BEGIN Task inputs

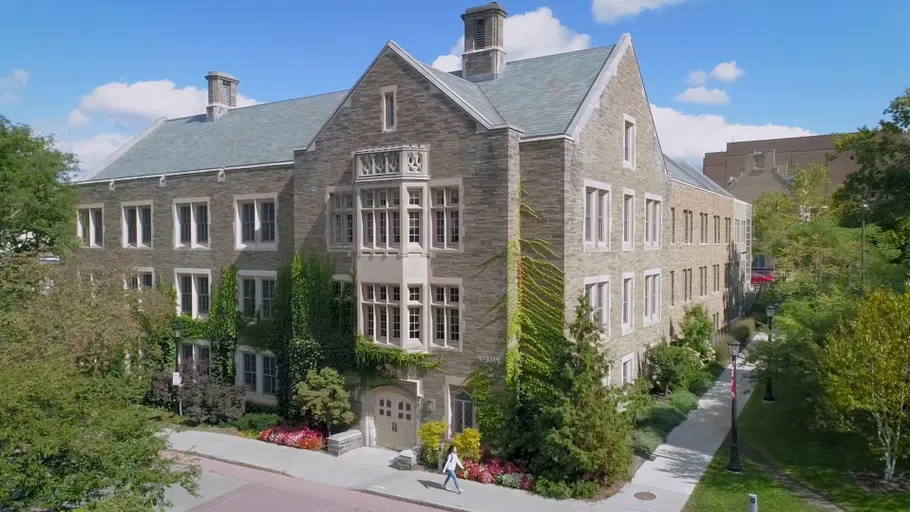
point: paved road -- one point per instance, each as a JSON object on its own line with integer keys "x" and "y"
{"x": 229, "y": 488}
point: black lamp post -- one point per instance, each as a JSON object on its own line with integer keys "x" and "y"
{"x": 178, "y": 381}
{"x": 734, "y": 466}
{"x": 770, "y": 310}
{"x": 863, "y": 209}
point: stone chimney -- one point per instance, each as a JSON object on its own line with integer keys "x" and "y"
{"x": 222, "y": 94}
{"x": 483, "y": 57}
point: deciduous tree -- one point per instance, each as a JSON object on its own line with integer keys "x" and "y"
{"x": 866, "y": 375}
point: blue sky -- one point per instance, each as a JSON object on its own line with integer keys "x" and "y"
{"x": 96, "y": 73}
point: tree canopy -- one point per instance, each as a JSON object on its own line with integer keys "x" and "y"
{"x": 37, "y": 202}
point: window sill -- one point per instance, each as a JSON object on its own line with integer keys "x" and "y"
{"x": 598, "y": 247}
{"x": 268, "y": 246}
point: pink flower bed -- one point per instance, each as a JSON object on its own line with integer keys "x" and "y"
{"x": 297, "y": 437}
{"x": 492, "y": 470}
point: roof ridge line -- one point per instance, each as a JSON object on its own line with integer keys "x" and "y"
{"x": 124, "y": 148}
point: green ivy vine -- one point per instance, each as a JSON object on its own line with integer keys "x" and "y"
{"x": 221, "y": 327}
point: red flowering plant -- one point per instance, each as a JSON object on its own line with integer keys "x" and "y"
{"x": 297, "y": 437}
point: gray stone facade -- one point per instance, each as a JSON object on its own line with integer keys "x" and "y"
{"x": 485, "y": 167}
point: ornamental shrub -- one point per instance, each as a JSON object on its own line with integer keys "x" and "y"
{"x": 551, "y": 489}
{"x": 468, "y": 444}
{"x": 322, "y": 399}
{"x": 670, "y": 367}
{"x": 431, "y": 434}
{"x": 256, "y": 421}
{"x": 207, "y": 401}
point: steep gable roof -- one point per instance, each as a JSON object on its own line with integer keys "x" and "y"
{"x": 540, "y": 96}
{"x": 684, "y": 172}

END Task inputs
BEGIN Task inputs

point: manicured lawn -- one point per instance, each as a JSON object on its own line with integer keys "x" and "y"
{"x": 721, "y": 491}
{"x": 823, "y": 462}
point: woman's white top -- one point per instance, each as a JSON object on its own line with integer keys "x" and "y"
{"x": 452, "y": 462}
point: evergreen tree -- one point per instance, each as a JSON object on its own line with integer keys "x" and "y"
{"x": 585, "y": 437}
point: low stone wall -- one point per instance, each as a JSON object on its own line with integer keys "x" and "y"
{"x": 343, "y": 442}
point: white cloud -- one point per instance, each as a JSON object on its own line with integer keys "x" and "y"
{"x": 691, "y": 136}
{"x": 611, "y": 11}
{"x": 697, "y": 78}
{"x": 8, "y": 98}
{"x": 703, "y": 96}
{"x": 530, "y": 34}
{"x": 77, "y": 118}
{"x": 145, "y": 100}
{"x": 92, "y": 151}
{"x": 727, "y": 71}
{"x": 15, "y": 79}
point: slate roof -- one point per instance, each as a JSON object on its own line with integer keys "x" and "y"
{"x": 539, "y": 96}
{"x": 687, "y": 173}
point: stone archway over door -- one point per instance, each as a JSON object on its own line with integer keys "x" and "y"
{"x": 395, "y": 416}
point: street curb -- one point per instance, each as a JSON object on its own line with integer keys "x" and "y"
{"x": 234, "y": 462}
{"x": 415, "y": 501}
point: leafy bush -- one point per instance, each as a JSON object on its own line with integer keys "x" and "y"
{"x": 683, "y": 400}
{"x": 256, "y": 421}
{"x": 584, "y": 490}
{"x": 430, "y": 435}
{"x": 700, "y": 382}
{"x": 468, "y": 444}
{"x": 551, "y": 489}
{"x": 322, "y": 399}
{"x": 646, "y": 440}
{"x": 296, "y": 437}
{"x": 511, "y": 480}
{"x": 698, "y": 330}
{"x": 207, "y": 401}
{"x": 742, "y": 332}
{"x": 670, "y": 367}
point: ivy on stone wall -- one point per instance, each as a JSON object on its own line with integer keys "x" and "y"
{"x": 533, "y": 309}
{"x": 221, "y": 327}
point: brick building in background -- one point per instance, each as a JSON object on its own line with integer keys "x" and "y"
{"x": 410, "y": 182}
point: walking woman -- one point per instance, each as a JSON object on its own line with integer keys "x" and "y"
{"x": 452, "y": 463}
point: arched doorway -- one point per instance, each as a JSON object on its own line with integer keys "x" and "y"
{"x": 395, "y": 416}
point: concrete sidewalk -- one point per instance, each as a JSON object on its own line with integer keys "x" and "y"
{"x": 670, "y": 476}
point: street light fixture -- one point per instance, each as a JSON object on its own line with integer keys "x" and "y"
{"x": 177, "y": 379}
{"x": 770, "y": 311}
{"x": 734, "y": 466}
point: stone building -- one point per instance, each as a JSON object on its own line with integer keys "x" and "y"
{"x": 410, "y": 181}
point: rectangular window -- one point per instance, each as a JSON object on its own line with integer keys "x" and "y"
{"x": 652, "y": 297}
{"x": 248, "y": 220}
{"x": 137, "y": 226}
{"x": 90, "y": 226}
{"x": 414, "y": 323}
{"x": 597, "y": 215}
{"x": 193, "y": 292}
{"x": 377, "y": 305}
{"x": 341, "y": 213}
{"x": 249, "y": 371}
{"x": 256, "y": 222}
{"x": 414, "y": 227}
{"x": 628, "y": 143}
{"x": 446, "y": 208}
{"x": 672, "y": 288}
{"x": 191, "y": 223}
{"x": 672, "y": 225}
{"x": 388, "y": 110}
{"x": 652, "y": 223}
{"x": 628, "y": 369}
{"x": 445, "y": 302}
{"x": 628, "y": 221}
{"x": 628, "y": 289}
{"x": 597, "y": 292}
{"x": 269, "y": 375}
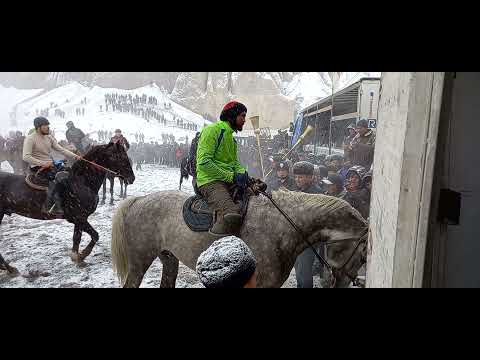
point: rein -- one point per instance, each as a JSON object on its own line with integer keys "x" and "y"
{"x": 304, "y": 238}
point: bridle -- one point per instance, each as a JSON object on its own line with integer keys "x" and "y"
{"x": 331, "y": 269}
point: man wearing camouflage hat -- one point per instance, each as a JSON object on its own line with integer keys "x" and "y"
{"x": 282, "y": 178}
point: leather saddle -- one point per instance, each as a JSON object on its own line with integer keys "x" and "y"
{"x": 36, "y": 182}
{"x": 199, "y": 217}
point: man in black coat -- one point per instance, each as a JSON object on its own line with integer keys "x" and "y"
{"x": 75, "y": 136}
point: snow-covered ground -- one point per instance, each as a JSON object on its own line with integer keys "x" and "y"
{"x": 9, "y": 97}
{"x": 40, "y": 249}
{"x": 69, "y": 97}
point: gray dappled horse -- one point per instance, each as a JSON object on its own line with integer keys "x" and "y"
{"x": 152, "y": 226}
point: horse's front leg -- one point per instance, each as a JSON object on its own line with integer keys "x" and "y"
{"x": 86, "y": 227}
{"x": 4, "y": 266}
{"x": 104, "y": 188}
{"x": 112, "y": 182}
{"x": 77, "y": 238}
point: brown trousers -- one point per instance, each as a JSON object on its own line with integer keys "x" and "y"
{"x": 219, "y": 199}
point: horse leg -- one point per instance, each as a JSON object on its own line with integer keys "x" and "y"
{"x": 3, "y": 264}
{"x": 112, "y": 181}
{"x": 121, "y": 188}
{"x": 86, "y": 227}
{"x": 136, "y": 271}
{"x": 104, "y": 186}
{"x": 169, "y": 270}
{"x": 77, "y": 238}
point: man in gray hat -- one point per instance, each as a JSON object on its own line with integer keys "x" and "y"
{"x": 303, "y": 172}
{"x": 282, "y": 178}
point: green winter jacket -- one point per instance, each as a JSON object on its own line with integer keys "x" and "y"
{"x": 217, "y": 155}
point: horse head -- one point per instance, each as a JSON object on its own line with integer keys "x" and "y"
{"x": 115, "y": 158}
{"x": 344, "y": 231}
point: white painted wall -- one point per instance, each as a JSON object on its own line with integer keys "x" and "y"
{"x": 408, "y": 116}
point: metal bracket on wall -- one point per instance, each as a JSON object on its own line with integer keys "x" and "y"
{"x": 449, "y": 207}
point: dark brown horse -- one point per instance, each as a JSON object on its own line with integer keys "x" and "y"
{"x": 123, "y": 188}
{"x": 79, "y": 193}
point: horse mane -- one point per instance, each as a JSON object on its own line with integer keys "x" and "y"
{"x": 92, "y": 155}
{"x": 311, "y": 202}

END Task inputs
BEGIN Task inputs

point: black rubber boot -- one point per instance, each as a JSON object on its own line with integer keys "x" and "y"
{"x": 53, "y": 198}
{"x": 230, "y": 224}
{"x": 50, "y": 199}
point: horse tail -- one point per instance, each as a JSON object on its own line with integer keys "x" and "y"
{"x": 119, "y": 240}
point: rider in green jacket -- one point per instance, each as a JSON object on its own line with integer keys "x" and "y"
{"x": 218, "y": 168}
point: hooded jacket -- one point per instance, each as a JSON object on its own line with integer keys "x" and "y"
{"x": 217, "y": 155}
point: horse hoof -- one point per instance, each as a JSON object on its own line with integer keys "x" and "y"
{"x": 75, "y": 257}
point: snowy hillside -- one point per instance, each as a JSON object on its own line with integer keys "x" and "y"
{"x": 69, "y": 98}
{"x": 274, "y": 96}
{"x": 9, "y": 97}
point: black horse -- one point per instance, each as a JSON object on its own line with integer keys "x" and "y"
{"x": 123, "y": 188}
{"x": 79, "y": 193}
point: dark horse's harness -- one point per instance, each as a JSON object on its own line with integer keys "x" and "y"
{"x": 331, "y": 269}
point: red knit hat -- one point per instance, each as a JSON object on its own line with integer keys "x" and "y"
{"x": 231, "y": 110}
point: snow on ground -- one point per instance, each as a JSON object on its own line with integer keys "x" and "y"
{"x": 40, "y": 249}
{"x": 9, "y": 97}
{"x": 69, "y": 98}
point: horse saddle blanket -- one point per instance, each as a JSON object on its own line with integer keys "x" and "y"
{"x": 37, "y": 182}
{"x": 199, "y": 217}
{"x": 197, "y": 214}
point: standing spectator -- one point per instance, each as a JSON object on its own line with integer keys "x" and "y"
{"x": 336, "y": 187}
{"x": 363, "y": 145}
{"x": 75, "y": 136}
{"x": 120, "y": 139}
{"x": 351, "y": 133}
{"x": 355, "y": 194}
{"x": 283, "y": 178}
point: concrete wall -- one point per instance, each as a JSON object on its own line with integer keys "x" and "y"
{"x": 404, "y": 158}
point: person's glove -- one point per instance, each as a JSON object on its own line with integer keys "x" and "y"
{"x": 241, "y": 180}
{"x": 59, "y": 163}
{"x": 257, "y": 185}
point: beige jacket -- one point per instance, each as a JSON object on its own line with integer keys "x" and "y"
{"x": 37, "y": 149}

END Task inputs

What is being asked ▸ Return each row above that contains the word "building", copying those rows unchanged.

Result ▸
point: brick building in background -- one point per instance, each as a JSON object on its own line with integer keys "x" and "y"
point: stone building -- one point per instance, each as a JSON object on its own line with integer keys "x" and "y"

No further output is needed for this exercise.